--- YOUR INSTRUCTIONS ---
What follows is a listing to be transcribed exactly.

--- RECORD EXCERPTS ---
################
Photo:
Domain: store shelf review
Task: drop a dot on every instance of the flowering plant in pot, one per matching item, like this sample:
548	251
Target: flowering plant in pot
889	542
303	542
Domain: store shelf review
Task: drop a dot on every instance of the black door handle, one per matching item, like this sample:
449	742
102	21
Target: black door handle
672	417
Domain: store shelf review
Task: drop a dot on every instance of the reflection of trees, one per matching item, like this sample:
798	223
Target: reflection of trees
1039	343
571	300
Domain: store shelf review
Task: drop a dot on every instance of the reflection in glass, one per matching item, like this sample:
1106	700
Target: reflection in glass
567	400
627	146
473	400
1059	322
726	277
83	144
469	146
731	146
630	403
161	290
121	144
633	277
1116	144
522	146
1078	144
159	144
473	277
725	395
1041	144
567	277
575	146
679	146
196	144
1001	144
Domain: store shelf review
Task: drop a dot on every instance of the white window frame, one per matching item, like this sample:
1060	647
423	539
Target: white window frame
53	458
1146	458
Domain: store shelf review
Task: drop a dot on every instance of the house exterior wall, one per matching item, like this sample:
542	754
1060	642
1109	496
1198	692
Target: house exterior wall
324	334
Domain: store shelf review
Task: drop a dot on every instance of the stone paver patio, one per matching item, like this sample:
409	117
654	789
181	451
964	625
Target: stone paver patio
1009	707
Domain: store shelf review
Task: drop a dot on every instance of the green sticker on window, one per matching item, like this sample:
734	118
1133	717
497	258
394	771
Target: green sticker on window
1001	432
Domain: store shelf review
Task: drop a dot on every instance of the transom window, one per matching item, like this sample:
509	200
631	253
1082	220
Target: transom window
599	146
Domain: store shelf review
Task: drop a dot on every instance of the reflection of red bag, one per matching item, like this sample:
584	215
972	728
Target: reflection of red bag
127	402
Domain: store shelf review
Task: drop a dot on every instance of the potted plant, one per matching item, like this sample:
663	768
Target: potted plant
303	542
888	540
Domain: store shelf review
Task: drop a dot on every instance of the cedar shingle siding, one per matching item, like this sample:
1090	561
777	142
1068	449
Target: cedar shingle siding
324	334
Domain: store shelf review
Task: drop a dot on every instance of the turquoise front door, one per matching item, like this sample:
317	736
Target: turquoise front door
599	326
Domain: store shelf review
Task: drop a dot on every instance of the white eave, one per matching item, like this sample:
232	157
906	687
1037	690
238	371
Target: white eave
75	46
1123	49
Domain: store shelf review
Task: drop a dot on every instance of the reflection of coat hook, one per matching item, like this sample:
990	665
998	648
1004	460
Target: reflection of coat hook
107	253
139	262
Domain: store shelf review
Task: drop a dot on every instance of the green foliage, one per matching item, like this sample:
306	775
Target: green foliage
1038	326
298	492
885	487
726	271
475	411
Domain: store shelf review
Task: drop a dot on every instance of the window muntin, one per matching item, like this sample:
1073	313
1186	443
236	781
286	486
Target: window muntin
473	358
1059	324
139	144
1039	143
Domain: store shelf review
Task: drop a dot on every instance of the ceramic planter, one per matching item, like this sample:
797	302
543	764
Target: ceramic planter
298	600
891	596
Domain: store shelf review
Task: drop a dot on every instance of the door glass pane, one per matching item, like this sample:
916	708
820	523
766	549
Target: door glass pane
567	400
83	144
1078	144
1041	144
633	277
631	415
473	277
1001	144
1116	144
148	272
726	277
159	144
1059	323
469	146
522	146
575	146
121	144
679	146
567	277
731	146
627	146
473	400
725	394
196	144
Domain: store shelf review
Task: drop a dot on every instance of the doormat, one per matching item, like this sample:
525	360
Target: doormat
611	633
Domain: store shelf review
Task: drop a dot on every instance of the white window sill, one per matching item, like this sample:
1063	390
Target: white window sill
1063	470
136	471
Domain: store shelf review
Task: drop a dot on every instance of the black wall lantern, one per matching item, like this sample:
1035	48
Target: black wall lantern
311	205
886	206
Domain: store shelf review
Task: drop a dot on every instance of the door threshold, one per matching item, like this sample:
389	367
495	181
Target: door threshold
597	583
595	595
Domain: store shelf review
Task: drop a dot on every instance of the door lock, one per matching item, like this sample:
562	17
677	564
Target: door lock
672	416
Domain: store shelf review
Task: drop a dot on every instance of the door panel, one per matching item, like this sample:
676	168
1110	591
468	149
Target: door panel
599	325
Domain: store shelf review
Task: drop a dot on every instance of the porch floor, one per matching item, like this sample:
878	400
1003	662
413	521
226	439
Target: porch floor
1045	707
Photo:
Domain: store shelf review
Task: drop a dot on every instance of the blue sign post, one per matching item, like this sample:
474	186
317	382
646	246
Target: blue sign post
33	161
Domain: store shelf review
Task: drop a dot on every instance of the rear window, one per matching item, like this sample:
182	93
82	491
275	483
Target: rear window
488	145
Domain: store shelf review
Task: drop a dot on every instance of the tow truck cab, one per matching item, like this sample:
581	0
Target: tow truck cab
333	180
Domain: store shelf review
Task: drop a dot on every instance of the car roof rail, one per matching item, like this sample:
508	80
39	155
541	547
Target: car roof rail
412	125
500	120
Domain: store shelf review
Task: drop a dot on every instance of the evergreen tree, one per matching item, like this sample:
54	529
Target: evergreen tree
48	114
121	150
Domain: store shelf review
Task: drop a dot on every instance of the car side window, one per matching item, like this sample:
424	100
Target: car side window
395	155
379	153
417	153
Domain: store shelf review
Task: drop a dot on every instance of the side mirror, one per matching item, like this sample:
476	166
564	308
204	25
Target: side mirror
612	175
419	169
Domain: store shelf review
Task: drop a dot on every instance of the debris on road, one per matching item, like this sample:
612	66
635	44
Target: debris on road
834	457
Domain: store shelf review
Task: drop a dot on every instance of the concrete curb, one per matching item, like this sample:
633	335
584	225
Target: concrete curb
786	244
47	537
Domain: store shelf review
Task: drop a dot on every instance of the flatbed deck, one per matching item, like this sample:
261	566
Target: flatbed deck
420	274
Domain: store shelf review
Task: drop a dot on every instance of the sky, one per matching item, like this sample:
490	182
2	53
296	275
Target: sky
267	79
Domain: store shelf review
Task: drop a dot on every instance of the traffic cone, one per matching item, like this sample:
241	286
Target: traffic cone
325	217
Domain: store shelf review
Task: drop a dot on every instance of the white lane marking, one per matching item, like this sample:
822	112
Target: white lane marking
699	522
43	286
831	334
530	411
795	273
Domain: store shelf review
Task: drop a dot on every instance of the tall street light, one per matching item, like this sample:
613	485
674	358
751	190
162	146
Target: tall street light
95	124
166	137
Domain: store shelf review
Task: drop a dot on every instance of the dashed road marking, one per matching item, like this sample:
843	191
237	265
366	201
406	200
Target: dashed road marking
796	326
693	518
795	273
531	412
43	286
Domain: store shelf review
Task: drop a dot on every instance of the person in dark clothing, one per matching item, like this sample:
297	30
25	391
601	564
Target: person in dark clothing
################
--- WRITTEN RESPONSE ---
Photo:
Domain: store shelf review
Task: drop a dot on every instance of the flowering plant in pot, one per matching item, like this sample:
548	251
Target: flowering plant in pot
889	542
303	542
Domain: store shelf review
Task: drop a dot on every instance of the black door handle, one per matching item, like this sample:
449	742
102	21
Target: black door handle
672	417
Domain: store shelf review
Task: drop a dot on every instance of the reflection of trees, one per matching item, like this sample:
798	223
Target: reflection of trees
1039	343
571	300
Domain: store shelf review
Task: drop a dot on every instance of the reflection in glass, one per matching item, like this sample:
1106	700
Target: reflection in glass
567	400
627	146
473	400
1059	322
726	277
83	144
469	146
731	146
630	403
161	290
121	144
633	277
1116	144
522	146
1078	144
159	144
473	277
725	395
1041	144
567	277
575	146
679	146
196	144
1001	144
Domain: store shelf review
Task: drop a dot on every instance of the white window frame, one per matching item, like this sample:
1060	647
423	539
Target: white window frame
53	458
1146	458
Domain: store shelf review
Task: drop a dot on every instance of the house exterior wall, one per matching item, like this sample:
542	754
1060	642
1109	496
1198	692
Target: house exterior wall
324	334
Domain: store shelf review
Task: drop a dot on every instance of the stone paver patio, one per matching item, like this sample:
409	117
654	789
181	451
964	625
Target: stone paver patio
1009	707
Domain: store shelf review
Task: drop a dot on every instance of the green sticker on window, one per matching item, like this sample:
734	118
1133	717
497	258
394	771
Target: green sticker on window
1001	432
Domain: store shelf review
Task: drop a dot on every instance of the transom window, one per matching item, like this sample:
509	200
631	253
1082	220
Target: transom window
599	146
Domain: store shelf review
Task: drop a dot on every instance of the reflection of red bag, one per matching item, like this sample:
584	215
972	728
Target: reflection of red bag
127	402
Domain: store shelf review
Task: drop a dot on every instance of the potted plant, one per matching item, like this sample:
663	768
Target: potted plant
303	542
888	540
Domain: store shelf review
Task: drop a dot on every instance of the cedar shingle siding, one per matching item, like this sample:
1090	561
777	142
1068	449
Target: cedar shingle siding
324	334
Domain: store shelf review
Task: drop a dot on every instance of the turquoise front door, one per matching item, like this sample:
317	736
Target: turquoise front door
599	326
Domain: store shelf review
Task: drop a dot on every instance of the white eave, one per matching item, like this sample:
232	157
906	687
1037	690
238	371
Target: white eave
75	46
1123	49
Domain: store shelf review
Task: drop a dot on every instance of the reflection of coat hook, one per matching item, like this sample:
990	665
998	648
1004	460
Target: reflection of coat hook
107	253
139	262
Domain: store shelf review
Task: drop a dot on every instance of the green foliage, one per matching item, like this sample:
306	775
Target: green foliage
1038	326
298	492
885	487
726	271
475	411
Domain: store shelf review
Task: drop a dot on every instance of the window muntin, one per matching item, like this sample:
1073	313
1186	443
236	781
286	486
Target: window muntin
473	358
1059	324
139	144
1039	143
Domain: store shelf review
Task: drop a dot on every instance of the ceramic planter, one per matching item, like this sample:
797	302
543	764
Target: ceramic planter
298	600
891	596
Domain: store shelf review
Task: drop a dot on every instance of the door glass pane, one per matching item, like this sample:
916	708
820	523
766	549
Target: door glass pane
567	400
83	144
1078	144
1041	144
633	277
631	415
473	277
1001	144
1116	144
148	272
726	277
159	144
1059	323
469	146
522	146
575	146
121	144
679	146
567	277
731	146
627	146
473	400
725	394
196	144
Domain: store shelf review
Task: drop a dot on every instance of the doormat, one per matching item, like this sample:
525	360
Target: doormat
611	633
Domain: store shelf review
Task: drop a dot on every instance of the white window sill, one per matching item, like this sample:
1063	390
Target: white window sill
1063	470
136	471
Domain: store shelf review
Task: drop a dot on every instance of the black wall lantern, one per matching item, like this sample:
1035	48
Target: black wall lantern
311	205
886	206
Domain: store shelf review
Task: drop a dot on every instance of the door threshold, one per matching item, like this sample:
389	367
495	181
Target: door threshold
597	583
595	595
Domain: store shelf review
Task: drop a dot on every instance of the door lock, one per matching item, like this sample:
562	17
677	564
Target: door lock
672	416
Domain: store shelf review
Task: drop a dot on every instance of the door panel, one per matching item, like this sample:
676	168
1110	591
468	149
Target: door panel
599	325
Domain: store shelf review
Task: drop a dot on every instance of the porch floor, one per matching item, like this sample:
878	400
1003	662
413	521
226	439
Target: porch floor
1045	707
Photo:
Domain: store shelf review
Task: drop a dot on every instance of the blue sign post, one per matching item, like this sample:
474	186
317	382
646	246
Target: blue sign post
33	161
Domain: store shelf review
Task: drop a dot on every instance of the rear window, one per matching item, like this sample:
182	93
82	491
275	483
Target: rear window
488	145
Domain: store shelf review
Task: drop a dot on every instance of the tow truck cab, one per matching item, like this sample:
581	0
Target: tow truck cab
333	180
Domain: store shelf review
Task: drop a dot on every instance of the car roof rail, one per matching item, like this sample:
508	80
39	155
541	547
Target: car roof rail
412	125
500	120
Domain: store shelf review
Task: drop a dot on every instance of the evergreen tree, one per matching item, like this sample:
54	529
Target: evergreen tree
48	114
121	150
Domain: store shelf review
Task: drop a dot on every instance of the car side window, one per matching item, like this sample:
424	100
Target: car side window
395	155
379	153
417	153
Domain: store shelf review
Task: drop a dot on every instance of the side mirror, one per matching item, like this sample:
476	166
564	308
204	25
Target: side mirror
612	175
419	169
Domain: store shelf review
Task: drop a dot on every instance of the debris on road, one per matching item, like this sample:
612	66
635	44
Target: debris on road
834	457
Domain: store shelf review
Task: drop a dot on every instance of the concrete curb, one per matching item, like this sample:
633	335
584	225
Target: concrete curb
786	244
47	537
Domain: store shelf review
Task: drop a dot on every instance of the flatbed deck, one per matching item, like this sample:
261	566
Target: flatbed deck
420	274
Domain: store shelf review
Task: drop a dot on every instance of the sky, one per matching item, like this sample:
490	182
2	53
296	275
Target: sky
267	79
Domain: store shelf review
Task: drop a dot on every instance of the traffic cone, one per matching item, like this sample:
241	286
Target: traffic cone
325	217
Domain: store shelf review
Task: drop a dot on every instance of the white lane marking, one per matching item, like this sample:
822	112
Target: white lane marking
699	522
43	286
831	334
530	411
795	273
Domain: store shelf review
Task: drop a dot on every instance of the tall street light, one per matching item, like this sample:
613	485
674	358
751	190
162	146
Target: tall street light
95	124
166	137
Domain: store shelf review
Task: drop a dot on every instance of the dashed road marking, one per matching item, like this sample:
843	191
237	265
366	201
406	200
Target: dashed road marking
796	326
693	518
795	273
531	412
43	286
Domain: store shelf review
Task: drop a dot on every instance of the person in dark clothing, one per matching item, like this sample:
297	30
25	391
601	564
Target: person in dark clothing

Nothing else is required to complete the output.